• **EXERCISE DETAILS**
Could you copy out the records below exactly, from the line containing "For every instance of the woman's" through the line containing "[[292, 45], [382, 26], [378, 90], [421, 82]]", with both of those lines included?

• **RECORDS PROVIDED**
- - -

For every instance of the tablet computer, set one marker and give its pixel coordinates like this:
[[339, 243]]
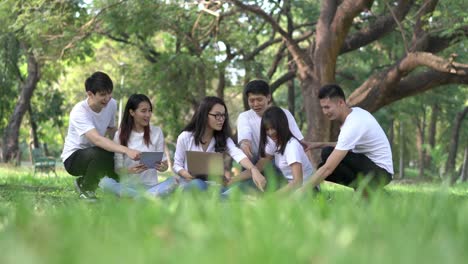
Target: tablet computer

- - -

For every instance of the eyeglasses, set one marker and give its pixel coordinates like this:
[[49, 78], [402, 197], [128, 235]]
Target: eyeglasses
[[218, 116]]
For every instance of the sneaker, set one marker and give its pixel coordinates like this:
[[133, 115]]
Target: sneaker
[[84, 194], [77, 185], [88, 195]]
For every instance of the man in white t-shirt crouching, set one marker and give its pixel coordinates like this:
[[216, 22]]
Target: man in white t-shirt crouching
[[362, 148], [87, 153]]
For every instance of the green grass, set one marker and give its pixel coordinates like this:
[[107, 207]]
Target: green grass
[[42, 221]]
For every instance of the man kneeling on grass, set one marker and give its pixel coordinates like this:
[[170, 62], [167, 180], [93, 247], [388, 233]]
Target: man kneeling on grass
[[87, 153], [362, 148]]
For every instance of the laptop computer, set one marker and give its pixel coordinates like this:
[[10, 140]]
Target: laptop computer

- - -

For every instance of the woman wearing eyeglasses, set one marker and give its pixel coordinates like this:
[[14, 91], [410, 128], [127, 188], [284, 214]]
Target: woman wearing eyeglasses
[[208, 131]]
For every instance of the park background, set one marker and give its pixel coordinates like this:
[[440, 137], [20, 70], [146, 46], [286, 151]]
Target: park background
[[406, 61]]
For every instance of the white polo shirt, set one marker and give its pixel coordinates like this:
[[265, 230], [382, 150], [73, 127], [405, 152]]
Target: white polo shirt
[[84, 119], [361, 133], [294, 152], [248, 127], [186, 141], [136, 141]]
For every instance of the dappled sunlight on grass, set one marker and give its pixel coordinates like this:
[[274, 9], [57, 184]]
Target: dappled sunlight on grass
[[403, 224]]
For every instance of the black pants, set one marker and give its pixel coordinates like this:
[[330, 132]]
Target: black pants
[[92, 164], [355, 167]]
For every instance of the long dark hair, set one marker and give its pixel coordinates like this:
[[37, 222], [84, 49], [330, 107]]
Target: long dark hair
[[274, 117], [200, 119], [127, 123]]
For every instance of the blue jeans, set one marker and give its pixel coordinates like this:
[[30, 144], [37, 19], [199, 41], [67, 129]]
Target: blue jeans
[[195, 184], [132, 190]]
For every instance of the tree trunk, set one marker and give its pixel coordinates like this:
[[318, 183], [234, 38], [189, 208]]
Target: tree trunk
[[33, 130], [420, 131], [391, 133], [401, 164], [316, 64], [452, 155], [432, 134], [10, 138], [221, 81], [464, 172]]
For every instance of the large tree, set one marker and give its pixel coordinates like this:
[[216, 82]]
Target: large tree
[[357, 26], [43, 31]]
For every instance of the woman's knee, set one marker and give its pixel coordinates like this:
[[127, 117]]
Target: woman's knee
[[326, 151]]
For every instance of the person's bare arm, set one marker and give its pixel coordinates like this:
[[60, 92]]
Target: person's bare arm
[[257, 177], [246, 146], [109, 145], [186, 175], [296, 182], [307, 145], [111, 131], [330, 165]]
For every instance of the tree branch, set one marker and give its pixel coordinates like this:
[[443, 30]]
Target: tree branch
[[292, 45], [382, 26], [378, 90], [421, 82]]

- - -

• **EXERCISE SOLUTION**
For every instance of the woman's knee, set one marker and give its pixel coordinates like this:
[[127, 117]]
Target: woman's knee
[[326, 151]]
For every instance of the person's bare arm, set one marker and give its pixel coordinates like this:
[[60, 92]]
Target: person's bare arm
[[257, 177], [246, 146], [109, 145], [186, 175], [296, 182], [307, 145], [111, 131], [330, 165]]
For every instance of the tree branch, set one marker and give its pixel coordinates like this:
[[443, 30]]
Target: tree branch
[[292, 45], [382, 26], [378, 90], [421, 82]]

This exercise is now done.